Listed entries
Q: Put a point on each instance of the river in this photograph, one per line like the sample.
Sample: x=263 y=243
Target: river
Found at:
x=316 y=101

Assignment
Every entry is to be retyped word for word.

Task output
Q: Put a point on each instance of the river in this photograph, one per line like the sample.
Sample: x=263 y=243
Target: river
Found at:
x=316 y=101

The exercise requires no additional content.